CONSIGNE -> Recopiez sans rien modifier le passage de l'article sur l'hyperconnexion au travail qui va de « Risques industriels et » à « et le syndicat. », ces deux bornes incluses.

Gérer les risques
Aujourd'hui et demain

Risques industriels et environnementaux

Quand l’hyper connexion favorise le burn-out

Les smartphones, tablettes et autres réseaux sociaux pros amène les cadres à travailler de plus en plus souvent le soir et le week-end. Une hyperconnexion au bureau qui commence à alerter les médecins du travail et le syndicat.

Il faut bien le reconnaître, les nouvelles technologies ont gagné le milieu professionnel autant que l’intimité des salariés. Messageries instantanées, smartphones et tablettes permettent aujourd’hui d’être sans cesse connecté. Que ce soit au bureau ou à la maison. Mais aussi d’être joint par son directeur ou son patron à n’importe quel moment de la journée. Ce phénomène des objets connectés au bureau a pris un nom : la « laisse électronique ». Et, en Allemagne, ce risque est pris très au sérieux : les journées d’arrêts maladie pour troubles psychologiques ont augmenté de 40% entre 2008 et 2011. Cette année, la ministre du Travail allemande envisage une loi contre le stress au travail dans laquelle elle voudrait encadrer la possibilité de solliciter les salariés par mail ou par téléphone en dehors des heures de travail. Déjà, quelques entreprises ont commencé à prendre des mesures sur le sujet. Depuis deux ans, Volkswagen bloque ainsi l’accès des mails aux smartphones professionnels entre 18H15 et 7H du matin. Chez BMW, une heure passée à répondre aux mails pros pendant le week-end peut être considérée comme une heure supplémentaire et chez le fabricant automobile Daimler, les salariés qui le souhaitent peuvent installer un logiciel qui efface les mails reçus pendant leurs congés. Cet « assistant » en informe l’expéditeur en lui proposant de renvoyer son message après le retour du salarié ou de contacter une autre personne en cas d’urgence.

INFORMATIONS ->
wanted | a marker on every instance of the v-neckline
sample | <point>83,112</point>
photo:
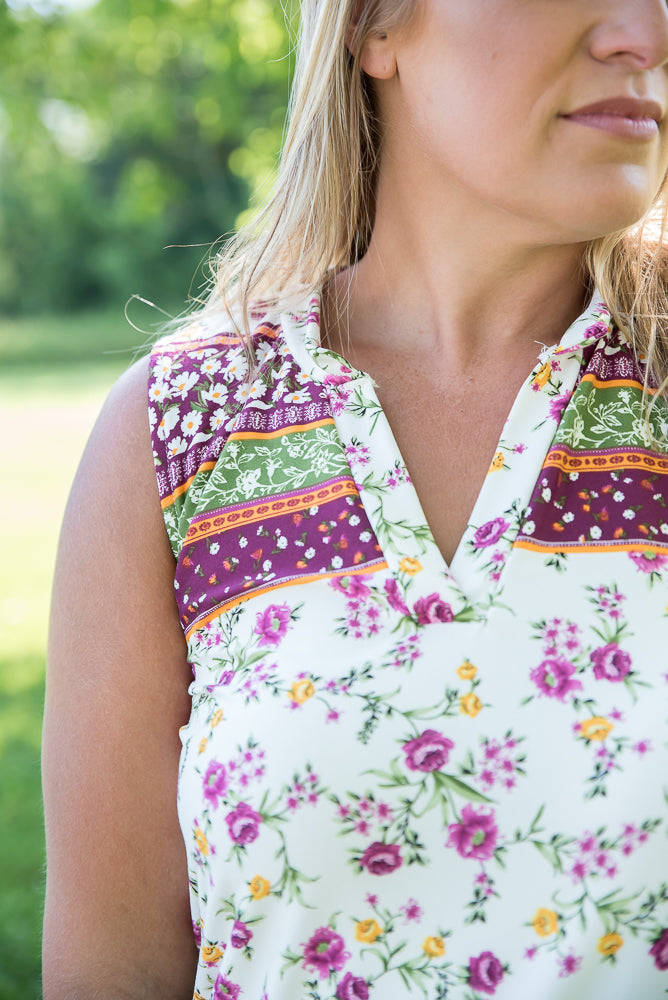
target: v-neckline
<point>472,582</point>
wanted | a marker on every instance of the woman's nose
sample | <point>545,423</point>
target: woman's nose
<point>632,32</point>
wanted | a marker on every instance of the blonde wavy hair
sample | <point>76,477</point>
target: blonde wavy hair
<point>320,214</point>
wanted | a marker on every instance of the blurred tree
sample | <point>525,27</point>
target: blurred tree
<point>127,127</point>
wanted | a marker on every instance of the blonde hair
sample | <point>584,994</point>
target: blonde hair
<point>320,214</point>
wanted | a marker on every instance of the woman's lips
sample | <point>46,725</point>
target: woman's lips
<point>623,117</point>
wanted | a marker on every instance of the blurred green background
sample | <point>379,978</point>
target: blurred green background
<point>126,127</point>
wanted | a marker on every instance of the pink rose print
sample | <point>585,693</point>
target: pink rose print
<point>394,598</point>
<point>475,836</point>
<point>489,533</point>
<point>659,951</point>
<point>215,782</point>
<point>610,662</point>
<point>241,934</point>
<point>352,988</point>
<point>428,752</point>
<point>272,624</point>
<point>244,824</point>
<point>649,562</point>
<point>432,609</point>
<point>223,989</point>
<point>325,952</point>
<point>554,677</point>
<point>485,972</point>
<point>381,859</point>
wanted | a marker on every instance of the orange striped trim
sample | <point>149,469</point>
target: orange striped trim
<point>560,458</point>
<point>218,523</point>
<point>242,598</point>
<point>567,547</point>
<point>225,340</point>
<point>184,487</point>
<point>617,383</point>
<point>290,429</point>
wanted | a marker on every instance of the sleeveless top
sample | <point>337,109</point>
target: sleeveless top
<point>401,777</point>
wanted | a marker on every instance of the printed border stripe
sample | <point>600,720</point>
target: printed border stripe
<point>603,461</point>
<point>617,383</point>
<point>288,429</point>
<point>371,567</point>
<point>268,508</point>
<point>589,546</point>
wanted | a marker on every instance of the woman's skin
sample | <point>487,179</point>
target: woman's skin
<point>487,195</point>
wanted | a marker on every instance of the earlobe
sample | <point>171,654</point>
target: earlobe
<point>378,58</point>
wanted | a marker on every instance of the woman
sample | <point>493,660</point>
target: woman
<point>417,530</point>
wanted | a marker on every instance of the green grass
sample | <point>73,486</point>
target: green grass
<point>54,374</point>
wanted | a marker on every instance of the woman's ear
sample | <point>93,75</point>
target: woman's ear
<point>377,57</point>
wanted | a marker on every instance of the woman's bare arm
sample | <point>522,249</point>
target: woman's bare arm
<point>117,923</point>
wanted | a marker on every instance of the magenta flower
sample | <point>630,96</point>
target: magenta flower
<point>432,609</point>
<point>215,782</point>
<point>243,824</point>
<point>554,677</point>
<point>485,972</point>
<point>381,859</point>
<point>475,836</point>
<point>352,988</point>
<point>325,952</point>
<point>241,934</point>
<point>428,752</point>
<point>648,561</point>
<point>352,586</point>
<point>489,533</point>
<point>223,989</point>
<point>659,951</point>
<point>272,624</point>
<point>610,662</point>
<point>394,598</point>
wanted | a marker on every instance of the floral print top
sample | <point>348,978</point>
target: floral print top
<point>402,778</point>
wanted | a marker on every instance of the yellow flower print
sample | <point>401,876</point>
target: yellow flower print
<point>434,947</point>
<point>542,376</point>
<point>201,841</point>
<point>467,671</point>
<point>610,944</point>
<point>211,954</point>
<point>545,922</point>
<point>301,691</point>
<point>596,728</point>
<point>259,887</point>
<point>470,704</point>
<point>368,930</point>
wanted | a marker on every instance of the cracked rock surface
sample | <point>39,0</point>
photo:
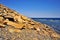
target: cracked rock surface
<point>14,26</point>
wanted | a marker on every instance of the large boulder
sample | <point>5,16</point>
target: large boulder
<point>14,26</point>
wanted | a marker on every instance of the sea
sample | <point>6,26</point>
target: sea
<point>52,22</point>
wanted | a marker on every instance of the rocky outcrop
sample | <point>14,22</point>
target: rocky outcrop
<point>14,26</point>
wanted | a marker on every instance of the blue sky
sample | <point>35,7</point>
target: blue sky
<point>35,8</point>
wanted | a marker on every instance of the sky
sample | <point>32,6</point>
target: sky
<point>35,8</point>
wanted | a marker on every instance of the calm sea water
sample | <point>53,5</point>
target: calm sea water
<point>53,22</point>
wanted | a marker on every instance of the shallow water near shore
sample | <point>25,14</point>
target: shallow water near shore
<point>53,22</point>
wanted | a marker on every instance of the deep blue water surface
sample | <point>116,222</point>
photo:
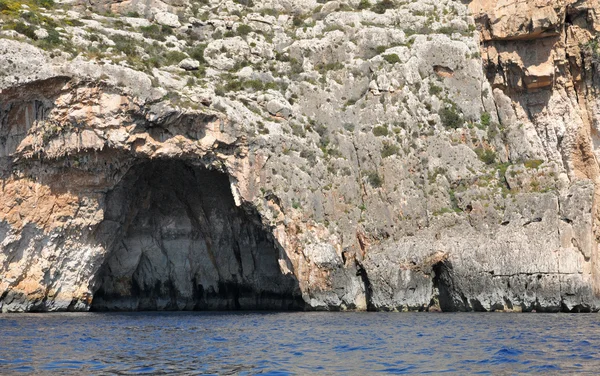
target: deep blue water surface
<point>299,343</point>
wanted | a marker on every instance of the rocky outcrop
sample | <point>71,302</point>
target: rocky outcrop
<point>234,155</point>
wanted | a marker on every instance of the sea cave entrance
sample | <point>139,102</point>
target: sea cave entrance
<point>177,241</point>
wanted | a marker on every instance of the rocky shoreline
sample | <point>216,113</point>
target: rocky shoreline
<point>393,156</point>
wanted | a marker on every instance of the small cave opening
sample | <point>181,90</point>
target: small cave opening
<point>450,299</point>
<point>177,241</point>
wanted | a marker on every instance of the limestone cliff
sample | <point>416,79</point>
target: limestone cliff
<point>299,155</point>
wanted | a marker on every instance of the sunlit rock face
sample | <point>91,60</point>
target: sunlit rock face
<point>424,155</point>
<point>177,241</point>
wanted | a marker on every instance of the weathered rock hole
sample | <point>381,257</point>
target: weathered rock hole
<point>177,241</point>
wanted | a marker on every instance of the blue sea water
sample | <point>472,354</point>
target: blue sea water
<point>301,343</point>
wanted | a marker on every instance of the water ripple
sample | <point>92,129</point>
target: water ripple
<point>299,343</point>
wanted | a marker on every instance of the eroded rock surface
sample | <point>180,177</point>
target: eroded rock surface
<point>297,155</point>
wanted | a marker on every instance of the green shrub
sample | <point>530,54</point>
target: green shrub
<point>364,4</point>
<point>374,179</point>
<point>26,30</point>
<point>434,89</point>
<point>156,32</point>
<point>380,131</point>
<point>450,117</point>
<point>243,30</point>
<point>391,58</point>
<point>124,44</point>
<point>486,119</point>
<point>197,52</point>
<point>488,156</point>
<point>389,149</point>
<point>380,49</point>
<point>533,163</point>
<point>382,6</point>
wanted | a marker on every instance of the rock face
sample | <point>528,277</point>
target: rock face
<point>429,156</point>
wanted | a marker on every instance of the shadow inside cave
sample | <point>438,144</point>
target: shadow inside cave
<point>177,241</point>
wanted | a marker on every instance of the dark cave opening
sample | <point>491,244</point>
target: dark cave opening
<point>449,297</point>
<point>177,241</point>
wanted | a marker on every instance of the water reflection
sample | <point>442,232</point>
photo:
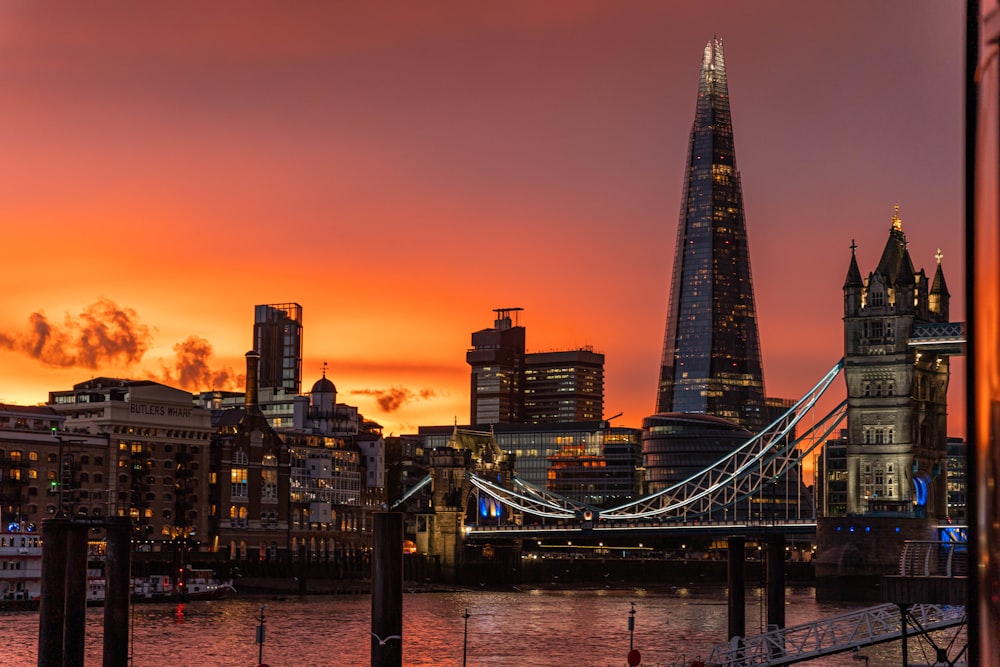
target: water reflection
<point>530,628</point>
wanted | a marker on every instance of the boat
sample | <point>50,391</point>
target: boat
<point>20,569</point>
<point>21,578</point>
<point>195,584</point>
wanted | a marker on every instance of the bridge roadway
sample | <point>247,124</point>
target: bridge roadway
<point>640,529</point>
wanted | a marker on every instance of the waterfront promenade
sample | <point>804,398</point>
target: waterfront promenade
<point>528,628</point>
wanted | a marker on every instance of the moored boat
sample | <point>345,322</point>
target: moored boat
<point>20,568</point>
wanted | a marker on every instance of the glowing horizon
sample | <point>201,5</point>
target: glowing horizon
<point>402,173</point>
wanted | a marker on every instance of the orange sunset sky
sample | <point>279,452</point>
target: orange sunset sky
<point>402,168</point>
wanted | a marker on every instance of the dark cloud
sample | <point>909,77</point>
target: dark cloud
<point>103,333</point>
<point>393,398</point>
<point>193,371</point>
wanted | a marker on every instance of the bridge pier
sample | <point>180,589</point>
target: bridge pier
<point>854,553</point>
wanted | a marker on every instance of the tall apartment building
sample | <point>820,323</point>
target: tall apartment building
<point>497,361</point>
<point>512,386</point>
<point>277,337</point>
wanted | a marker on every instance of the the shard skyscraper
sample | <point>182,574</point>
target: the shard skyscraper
<point>711,354</point>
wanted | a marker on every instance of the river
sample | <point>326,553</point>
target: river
<point>528,628</point>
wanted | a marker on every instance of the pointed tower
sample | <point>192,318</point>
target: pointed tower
<point>897,385</point>
<point>711,353</point>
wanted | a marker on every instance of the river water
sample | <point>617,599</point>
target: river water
<point>527,628</point>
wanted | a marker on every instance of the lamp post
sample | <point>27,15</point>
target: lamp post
<point>465,638</point>
<point>631,626</point>
<point>260,636</point>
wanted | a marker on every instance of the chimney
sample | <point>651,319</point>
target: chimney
<point>253,361</point>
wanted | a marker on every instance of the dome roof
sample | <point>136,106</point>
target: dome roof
<point>323,385</point>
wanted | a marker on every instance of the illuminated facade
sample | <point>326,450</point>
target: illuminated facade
<point>565,386</point>
<point>512,386</point>
<point>533,445</point>
<point>497,361</point>
<point>897,384</point>
<point>711,355</point>
<point>277,336</point>
<point>156,466</point>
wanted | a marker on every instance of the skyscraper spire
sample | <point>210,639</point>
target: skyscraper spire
<point>711,353</point>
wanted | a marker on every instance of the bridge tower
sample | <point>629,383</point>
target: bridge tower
<point>897,342</point>
<point>897,388</point>
<point>454,501</point>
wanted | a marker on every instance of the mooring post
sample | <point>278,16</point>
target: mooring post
<point>75,622</point>
<point>117,564</point>
<point>52,602</point>
<point>387,591</point>
<point>776,580</point>
<point>737,587</point>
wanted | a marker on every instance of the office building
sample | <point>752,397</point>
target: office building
<point>565,386</point>
<point>711,360</point>
<point>512,386</point>
<point>497,361</point>
<point>156,463</point>
<point>533,446</point>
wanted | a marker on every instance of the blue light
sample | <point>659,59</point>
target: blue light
<point>920,486</point>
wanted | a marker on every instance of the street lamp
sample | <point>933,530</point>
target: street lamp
<point>465,638</point>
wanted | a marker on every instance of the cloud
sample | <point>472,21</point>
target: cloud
<point>103,333</point>
<point>192,369</point>
<point>392,399</point>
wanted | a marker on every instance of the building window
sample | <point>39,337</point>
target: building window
<point>238,480</point>
<point>269,479</point>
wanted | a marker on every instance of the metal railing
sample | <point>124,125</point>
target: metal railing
<point>872,625</point>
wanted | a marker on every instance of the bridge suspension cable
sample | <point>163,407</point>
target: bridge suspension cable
<point>533,500</point>
<point>762,459</point>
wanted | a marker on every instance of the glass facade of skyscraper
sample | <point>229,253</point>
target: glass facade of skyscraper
<point>277,336</point>
<point>711,355</point>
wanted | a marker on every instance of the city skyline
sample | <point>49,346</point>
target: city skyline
<point>401,173</point>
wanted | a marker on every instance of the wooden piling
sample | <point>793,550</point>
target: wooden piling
<point>387,591</point>
<point>737,587</point>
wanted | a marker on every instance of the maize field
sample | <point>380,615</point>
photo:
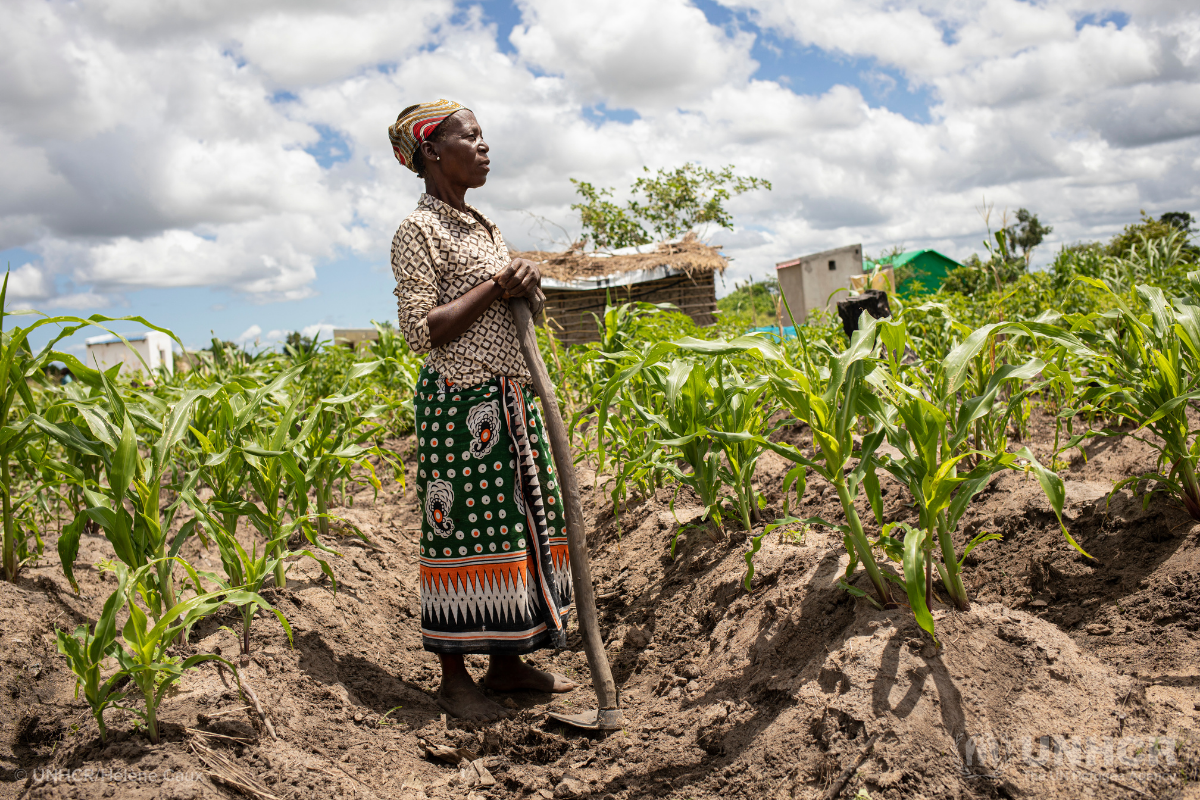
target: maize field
<point>954,554</point>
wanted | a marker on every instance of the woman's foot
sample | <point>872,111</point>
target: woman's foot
<point>460,697</point>
<point>510,674</point>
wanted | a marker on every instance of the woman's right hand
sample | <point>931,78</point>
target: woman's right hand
<point>522,278</point>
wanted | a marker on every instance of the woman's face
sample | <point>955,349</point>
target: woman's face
<point>462,151</point>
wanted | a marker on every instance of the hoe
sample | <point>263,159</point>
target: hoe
<point>607,716</point>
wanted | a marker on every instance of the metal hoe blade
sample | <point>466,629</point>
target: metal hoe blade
<point>601,720</point>
<point>609,717</point>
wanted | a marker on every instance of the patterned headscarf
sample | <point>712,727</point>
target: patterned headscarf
<point>414,127</point>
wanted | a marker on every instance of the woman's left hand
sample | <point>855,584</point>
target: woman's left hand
<point>521,278</point>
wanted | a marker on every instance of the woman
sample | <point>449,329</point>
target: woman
<point>495,571</point>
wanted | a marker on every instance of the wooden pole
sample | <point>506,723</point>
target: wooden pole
<point>576,540</point>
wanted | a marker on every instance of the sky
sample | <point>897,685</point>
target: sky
<point>223,167</point>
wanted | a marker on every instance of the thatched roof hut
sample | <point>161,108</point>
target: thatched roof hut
<point>579,284</point>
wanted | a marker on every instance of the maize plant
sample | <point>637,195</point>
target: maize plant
<point>832,400</point>
<point>87,650</point>
<point>1147,358</point>
<point>689,403</point>
<point>143,536</point>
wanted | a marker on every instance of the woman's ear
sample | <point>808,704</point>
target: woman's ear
<point>429,152</point>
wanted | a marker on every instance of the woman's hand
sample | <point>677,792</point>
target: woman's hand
<point>520,278</point>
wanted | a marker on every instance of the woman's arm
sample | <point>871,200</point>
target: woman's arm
<point>520,278</point>
<point>451,320</point>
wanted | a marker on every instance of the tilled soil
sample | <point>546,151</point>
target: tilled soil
<point>1068,678</point>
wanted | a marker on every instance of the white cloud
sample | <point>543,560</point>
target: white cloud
<point>144,144</point>
<point>249,335</point>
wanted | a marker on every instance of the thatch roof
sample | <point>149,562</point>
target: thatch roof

RÉPONSE RÉDIGÉE ->
Risques industriels et environnementaux

Quand l’hyper connexion favorise le burn-out

Les smartphones, tablettes et autres réseaux sociaux pros amène les cadres à travailler de plus en plus souvent le soir et le week-end. Une hyperconnexion au bureau qui commence à alerter les médecins du travail et le syndicat.